=== Items from a data source ===
_ _ _ _ _ _ _
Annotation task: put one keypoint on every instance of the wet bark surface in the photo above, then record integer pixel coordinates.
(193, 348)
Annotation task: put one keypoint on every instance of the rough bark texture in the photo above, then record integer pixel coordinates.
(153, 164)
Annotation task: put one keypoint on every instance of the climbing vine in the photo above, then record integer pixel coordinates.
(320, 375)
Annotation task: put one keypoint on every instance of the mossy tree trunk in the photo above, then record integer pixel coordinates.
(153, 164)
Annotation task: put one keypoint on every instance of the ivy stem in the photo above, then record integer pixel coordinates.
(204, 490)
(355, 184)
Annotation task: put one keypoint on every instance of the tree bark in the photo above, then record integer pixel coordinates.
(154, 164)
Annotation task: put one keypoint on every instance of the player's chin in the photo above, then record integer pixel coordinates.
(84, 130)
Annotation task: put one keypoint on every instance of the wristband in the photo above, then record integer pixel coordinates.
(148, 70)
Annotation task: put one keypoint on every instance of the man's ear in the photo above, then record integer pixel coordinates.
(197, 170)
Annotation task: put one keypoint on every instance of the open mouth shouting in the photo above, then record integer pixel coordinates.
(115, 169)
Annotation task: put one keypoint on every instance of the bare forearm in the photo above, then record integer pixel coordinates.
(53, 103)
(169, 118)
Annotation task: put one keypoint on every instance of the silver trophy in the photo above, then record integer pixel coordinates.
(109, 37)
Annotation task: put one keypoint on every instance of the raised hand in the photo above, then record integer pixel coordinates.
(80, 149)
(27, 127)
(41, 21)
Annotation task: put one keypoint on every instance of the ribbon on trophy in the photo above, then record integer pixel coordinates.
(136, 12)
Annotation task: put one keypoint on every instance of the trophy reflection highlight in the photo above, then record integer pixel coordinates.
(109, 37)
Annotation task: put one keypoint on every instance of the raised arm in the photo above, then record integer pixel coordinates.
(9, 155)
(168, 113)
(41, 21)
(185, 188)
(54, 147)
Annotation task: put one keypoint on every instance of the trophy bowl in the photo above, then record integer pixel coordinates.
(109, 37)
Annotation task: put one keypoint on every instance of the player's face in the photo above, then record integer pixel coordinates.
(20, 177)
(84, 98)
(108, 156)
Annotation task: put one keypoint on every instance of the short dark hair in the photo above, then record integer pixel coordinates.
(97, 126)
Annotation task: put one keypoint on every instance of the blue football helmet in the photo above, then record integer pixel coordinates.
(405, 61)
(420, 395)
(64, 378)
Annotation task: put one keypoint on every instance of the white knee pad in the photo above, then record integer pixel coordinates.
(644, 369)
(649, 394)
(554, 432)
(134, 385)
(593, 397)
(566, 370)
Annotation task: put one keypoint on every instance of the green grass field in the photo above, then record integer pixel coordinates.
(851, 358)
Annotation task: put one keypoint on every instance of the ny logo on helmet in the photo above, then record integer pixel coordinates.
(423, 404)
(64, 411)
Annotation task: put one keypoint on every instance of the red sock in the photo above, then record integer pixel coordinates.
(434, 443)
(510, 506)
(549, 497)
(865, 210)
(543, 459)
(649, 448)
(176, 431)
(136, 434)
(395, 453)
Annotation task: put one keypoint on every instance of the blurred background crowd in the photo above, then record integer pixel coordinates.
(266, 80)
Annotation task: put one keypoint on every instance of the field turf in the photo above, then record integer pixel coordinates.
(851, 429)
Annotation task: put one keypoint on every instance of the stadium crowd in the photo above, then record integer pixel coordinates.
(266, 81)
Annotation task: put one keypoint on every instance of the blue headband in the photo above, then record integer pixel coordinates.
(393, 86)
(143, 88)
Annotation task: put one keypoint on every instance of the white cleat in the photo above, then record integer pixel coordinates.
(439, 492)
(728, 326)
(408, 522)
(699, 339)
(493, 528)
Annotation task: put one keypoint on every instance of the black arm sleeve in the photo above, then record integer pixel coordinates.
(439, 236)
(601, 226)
_ _ _ _ _ _ _
=== DIRECTIONS ===
Find the line with "Annotation task: put one keypoint on every instance of the field" in the listing above, then write out that line and each remaining line exactly, with no other text.

=== OUTPUT OF THE EXERCISE ===
Annotation task: put one keypoint on every instance of the field turf in the photo above, then record integer pixel coordinates.
(851, 429)
Annotation task: put one keypoint on every instance of the stadium crowd in the photo above, then record integer pixel coordinates.
(266, 81)
Annotation task: put one keypoint on every instance of the blue headband in the photo above, then record integer pixel coordinates.
(393, 86)
(143, 88)
Annotation task: put one keypoint on every instance of the white cleat in the photo above, then record integer pixel coordinates.
(439, 492)
(728, 326)
(408, 522)
(699, 339)
(493, 528)
Annotation task: put one keypoint on every instance of the black arm sleeve in the photo above, then record integer pixel coordinates.
(439, 236)
(601, 226)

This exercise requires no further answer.